- **STATED EXERCISE**
Using the article on the gold Centenary medal made for King George V, answer these questions:
1. Who first suggested sending the King a gold replica of the Centenary Medal?
2. What was the quoted cost of a gold W.A. Centenary Medal weighing 2.2 ounces?
3. On what date was the finished work despatched to King George?

- **EXTRACT TO READ**
▼▼▼

May 262016

Continuing his research into the Western Australian Centenary medal of 1929, Glenn Burghall uncovers the story of a special gold version made for King George V.

Midway through the Western Australian Centenary Year of 1929, the Deputy-Master of the Royal Mint, Perth Branch, Major Hugh Corbet, suggested that a gift of a gold replica of the Centenary Medal should be sent to King George V.

This idea was taken up by the Western Australian Historical Society, which set up a Shilling Fund for the purpose, and sought donations from the descendants of pioneer families. A ‘pioneer family’ was deemed to have been one who had arrived in the Swan River Colony before 1850.

In the following weeks there was a steady flow of small donations, and in the first week of December there was £12/1/ in the fund. Convener Vern Hamersley had concerns that they wouldn’t get much of a medal with that amount. The cost of a W.A. Centenary Medal weighing 2.2 ounces, struck from locally mined and refined gold, was quoted at £11.

On Tuesday 17th of December, 1929, a Vice-President of the W.A. Historical Society, Edith Cowan, performed the ceremonial ribbon-cutting to strike the King’s medal. By this time about £17 had been collected, and local manufacturing jeweller, J.C. Taylor, was given the task of creating an artistic presentation of the medal.

Royal Collection Trust/© Her Majesty Queen Elizabeth II 2016

Image credit: Royal Collection Trust/© Her Majesty Queen Elizabeth II 2016

The medal was embedded into a round wooden base made from local timbers, and surrounded by an inscribed circlet of gold which featured cut outs of gum leaves. The message engraved onto the circlet is quite lengthy, and the workmanship is outstanding.

The finished work was put on display in Taylor’s premises in Forrest Place, Perth, in the second week of the New Year, before it was then despatched to King George on January 20.

▲▲▲

- **PROVIDED DATA**
▼▼▼

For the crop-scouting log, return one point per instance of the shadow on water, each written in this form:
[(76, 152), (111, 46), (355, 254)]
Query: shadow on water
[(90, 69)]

▲▲▲

- **WRITTEN ANSWER**
1. Major Hugh Corbet, Deputy-Master of the Royal Mint, Perth Branch
2. £11
3. January 20